Please arrange the data below as a Markdown table with two columns, Row and Line, one line of the data per row, with blank lines and pictures left out.

• [RECORDS FOR PROCESSING]:
# # # # #
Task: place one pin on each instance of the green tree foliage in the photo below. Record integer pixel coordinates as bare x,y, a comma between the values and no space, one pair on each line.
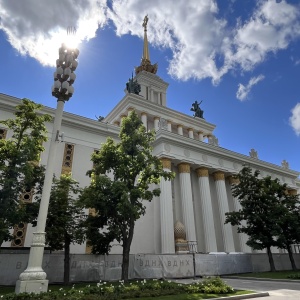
118,200
63,225
19,170
270,214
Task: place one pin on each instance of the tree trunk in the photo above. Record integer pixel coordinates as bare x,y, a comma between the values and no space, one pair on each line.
291,257
67,260
271,261
126,250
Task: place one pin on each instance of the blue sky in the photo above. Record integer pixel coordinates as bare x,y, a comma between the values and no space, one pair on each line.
241,57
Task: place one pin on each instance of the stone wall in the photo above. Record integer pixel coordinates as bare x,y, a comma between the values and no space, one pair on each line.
90,268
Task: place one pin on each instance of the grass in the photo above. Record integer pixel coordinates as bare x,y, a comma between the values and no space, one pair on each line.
194,296
52,287
271,275
10,289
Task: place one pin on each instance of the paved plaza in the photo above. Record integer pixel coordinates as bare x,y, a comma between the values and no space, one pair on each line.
278,290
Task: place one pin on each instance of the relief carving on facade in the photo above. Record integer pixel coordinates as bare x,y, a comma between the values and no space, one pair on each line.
219,176
184,168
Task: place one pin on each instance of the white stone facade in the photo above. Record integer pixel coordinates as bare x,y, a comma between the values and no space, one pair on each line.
199,195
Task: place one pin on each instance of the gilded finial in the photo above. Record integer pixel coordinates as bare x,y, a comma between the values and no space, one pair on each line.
146,63
145,22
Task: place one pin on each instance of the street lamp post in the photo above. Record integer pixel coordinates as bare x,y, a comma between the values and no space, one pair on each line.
33,279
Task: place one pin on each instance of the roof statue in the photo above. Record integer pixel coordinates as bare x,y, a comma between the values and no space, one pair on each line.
132,86
198,112
146,63
285,164
253,154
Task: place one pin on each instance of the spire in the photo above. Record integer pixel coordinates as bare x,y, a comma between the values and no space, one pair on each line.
146,63
146,49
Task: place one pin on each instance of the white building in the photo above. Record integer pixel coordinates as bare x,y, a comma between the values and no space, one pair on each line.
199,195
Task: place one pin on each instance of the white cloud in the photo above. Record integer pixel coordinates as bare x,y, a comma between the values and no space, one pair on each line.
244,90
271,28
295,119
37,28
202,43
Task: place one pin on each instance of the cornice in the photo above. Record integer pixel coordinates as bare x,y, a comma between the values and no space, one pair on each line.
164,136
8,103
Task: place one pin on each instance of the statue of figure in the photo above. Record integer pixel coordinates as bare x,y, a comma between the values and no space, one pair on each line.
132,86
145,22
285,164
253,154
198,112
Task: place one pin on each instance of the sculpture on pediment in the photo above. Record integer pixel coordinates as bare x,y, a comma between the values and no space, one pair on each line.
133,87
212,140
198,112
253,154
285,164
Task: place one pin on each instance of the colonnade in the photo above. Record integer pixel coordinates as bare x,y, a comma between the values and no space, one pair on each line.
206,213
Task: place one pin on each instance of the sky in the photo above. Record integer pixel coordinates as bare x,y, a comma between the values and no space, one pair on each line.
240,57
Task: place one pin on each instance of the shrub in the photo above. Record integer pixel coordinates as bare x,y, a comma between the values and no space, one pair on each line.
143,288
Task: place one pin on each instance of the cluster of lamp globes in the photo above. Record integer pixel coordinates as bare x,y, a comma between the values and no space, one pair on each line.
64,75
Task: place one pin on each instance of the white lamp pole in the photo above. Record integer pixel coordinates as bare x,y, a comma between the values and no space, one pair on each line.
33,279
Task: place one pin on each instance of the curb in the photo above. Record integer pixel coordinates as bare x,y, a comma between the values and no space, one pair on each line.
261,279
241,297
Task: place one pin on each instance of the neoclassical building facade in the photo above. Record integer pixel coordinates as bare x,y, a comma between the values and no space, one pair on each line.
193,205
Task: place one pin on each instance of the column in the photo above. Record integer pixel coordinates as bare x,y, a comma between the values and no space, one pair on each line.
242,237
156,123
166,212
191,133
226,229
200,133
152,95
144,119
207,212
164,99
187,201
179,129
169,125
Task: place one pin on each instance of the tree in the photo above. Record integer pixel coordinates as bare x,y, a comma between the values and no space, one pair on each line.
267,209
19,170
63,225
289,223
119,201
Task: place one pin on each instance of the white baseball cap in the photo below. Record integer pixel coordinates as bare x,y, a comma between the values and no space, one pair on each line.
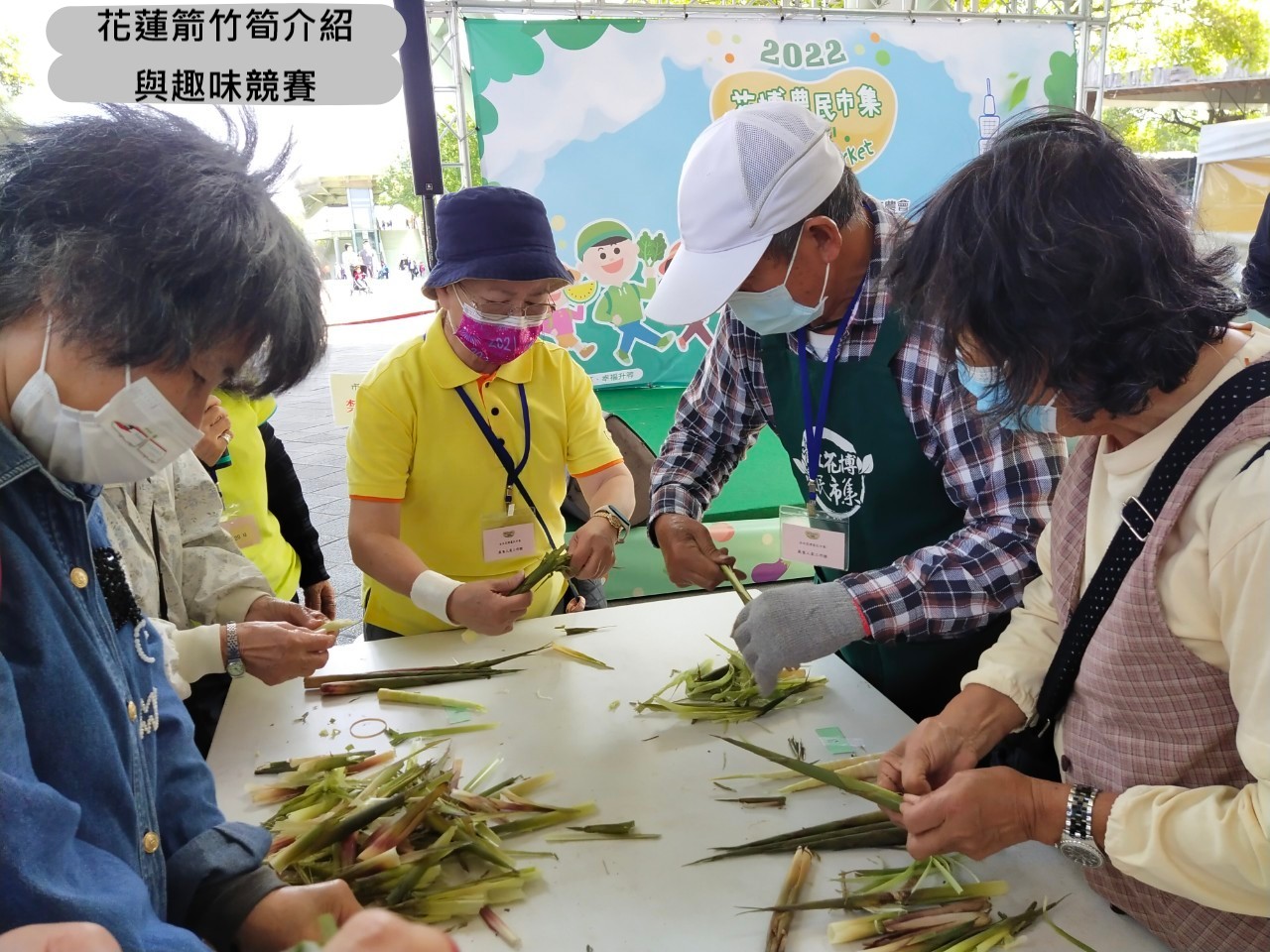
753,173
# # # # #
• [ANSWER FOR THE TASK]:
| Row | Line |
|---|---|
| 1 | Task: place one pin on each instance of the green tree foliage in the photo below. Record integer pixel coordinates as bare x,y, a comma between the values and no space, one pair on each line. |
| 2 | 118,200 |
| 3 | 63,225 |
| 4 | 19,170 |
| 5 | 270,214 |
| 6 | Task: place one pin on each instance of the tree trunk in the photo above. Record integer pixel coordinates as bare x,y, a comma between the values and no space, one pair on each line. |
| 7 | 291,257 |
| 8 | 67,260 |
| 9 | 271,261 |
| 10 | 126,250 |
| 11 | Task: place one pin on each instance of the blue sky in the photo above. Record integer pixel coordinates as bare x,y, a comma between the values and no space, one pair on each line. |
| 12 | 241,57 |
| 13 | Task: place one pin on each instance of the stone wall in the photo above. Record integer pixel coordinates as bare x,y, a comma between the values and no space, one pair on each line. |
| 14 | 90,268 |
| 15 | Task: place one pin on each instance of the grass in the photo above. Record integer pixel coordinates as bare x,y, a comma between the values and no space, one pair on each line. |
| 16 | 194,296 |
| 17 | 52,287 |
| 18 | 271,275 |
| 19 | 10,289 |
| 20 | Task: place one pin on each instance of the paved plaza in the photo above. Record integer pixel coordinates as bare x,y, a comma between the values and no space, one pair on each line. |
| 21 | 278,290 |
| 22 | Task: place one pin on each instance of the relief carving on facade in the photo above. Record integer pixel coordinates as bare x,y, a comma between the values and no space, one pair on each line. |
| 23 | 219,176 |
| 24 | 184,168 |
| 25 | Task: place one pin on each instance of the white stone facade in the photo above. Record integer pixel coordinates as bare x,y, a comma between the values and no space, one pair on each line. |
| 26 | 199,195 |
| 27 | Task: place one pin on each instance of the gilded finial in the photo above. Record integer pixel coordinates as bare x,y, a comma between the values and no space, one pair on each line. |
| 28 | 146,63 |
| 29 | 145,22 |
| 30 | Task: place one pin on each instance of the street lamp post in the photo above. Record integer pixel coordinates as bare x,y, a comma between the values and no space, one pair on each line. |
| 31 | 33,279 |
| 32 | Task: place one pin on each instance of the roof statue in the photo above. Record integer pixel coordinates as bare x,y, a comma between the values and no space, one pair on each line. |
| 33 | 132,86 |
| 34 | 198,112 |
| 35 | 146,63 |
| 36 | 285,164 |
| 37 | 253,154 |
| 38 | Task: place one pin on each instance of the spire in the photo above. Record integer pixel coordinates as bare x,y, a comma between the values and no space, one pair on each line. |
| 39 | 146,63 |
| 40 | 146,49 |
| 41 | Task: place one pin on each instance of the white building in the photo above. Record integer pixel coordinates as bare x,y, a comma between the values and no space, one pair on each line. |
| 42 | 199,195 |
| 43 | Task: place one pin on each instance of the white cloud in the photo above. Record integer pixel coordinates as bare x,y, a comma between the values and no space, one pair on each line. |
| 44 | 244,90 |
| 45 | 271,28 |
| 46 | 295,119 |
| 47 | 37,28 |
| 48 | 202,43 |
| 49 | Task: place one pin on each instance of the cornice in the photo above. Record integer pixel coordinates as bare x,y, a comma between the values and no space, one pair on each line. |
| 50 | 164,136 |
| 51 | 8,103 |
| 52 | Task: place one pin on each instance of the statue of figure in the photo above. Record integer pixel coordinates as bare x,y, a comma between the values and no space, one pair on each line. |
| 53 | 132,86 |
| 54 | 145,22 |
| 55 | 285,164 |
| 56 | 253,154 |
| 57 | 198,112 |
| 58 | Task: place one pin on each instance of the sculpture on pediment in the photo above. Record integer pixel coordinates as bare x,y, a comma between the values and no space, one pair on each line. |
| 59 | 133,87 |
| 60 | 212,140 |
| 61 | 198,112 |
| 62 | 253,154 |
| 63 | 285,164 |
| 64 | Task: place one pin on each instance of the colonnade in the photo above. Record integer pixel coordinates as bare x,y, a comma between the values and no space, one pair on each line. |
| 65 | 206,213 |
| 66 | Task: place one pin on each instance of the sky in the photo above. Record integer pixel coordinates as bare x,y, a comma between the values and no space, one pair on each line. |
| 67 | 240,57 |
| 68 | Task: place one pin on each instance of the shrub in the photo above. Record integer pixel coordinates as bare x,y, a comma between the values and no space, one pair on each line. |
| 69 | 143,288 |
| 70 | Task: place one pin on each instance of the cluster of lamp globes in the photo above. Record integer pixel coordinates as bare x,y, a comma between the values and no space, one pair on each line. |
| 71 | 64,75 |
| 72 | Task: place one pin on each instance of the white lamp pole in the photo above. Record integer pixel coordinates as bare x,y, a comma between the values and no space, one pair on each line. |
| 73 | 33,279 |
| 74 | Task: place one pin on each instance of the curb in the photo above. Record integer pixel coordinates as bare x,y, a comma between the values and no space, one pair on each line. |
| 75 | 261,279 |
| 76 | 241,297 |
| 77 | Task: place one pin on each instance of the neoclassical building facade in the photo above. Record integer pixel coordinates as bare x,y, a comma between the values and no space, one pair on each line. |
| 78 | 193,205 |
| 79 | Task: place one pin on each instance of the column in the photo above. Record integer pixel coordinates as bare x,y, a comma between the values and no space, one pair on each line. |
| 80 | 242,237 |
| 81 | 156,123 |
| 82 | 166,212 |
| 83 | 191,133 |
| 84 | 226,229 |
| 85 | 200,133 |
| 86 | 152,95 |
| 87 | 144,119 |
| 88 | 207,212 |
| 89 | 164,99 |
| 90 | 187,201 |
| 91 | 179,129 |
| 92 | 169,125 |
| 93 | Task: place one pin on each instance of the tree in the photo above. Record integer pixel coordinates as bare x,y, a comma between the values and no space, one pair on each line. |
| 94 | 267,209 |
| 95 | 19,170 |
| 96 | 63,225 |
| 97 | 289,223 |
| 98 | 119,201 |
| 99 | Task: place one pin on each instance of the white baseball cap in the photo below. Record integer pixel coordinates as bare x,y, a comma between the values and no space, one pair on each line. |
| 100 | 753,173 |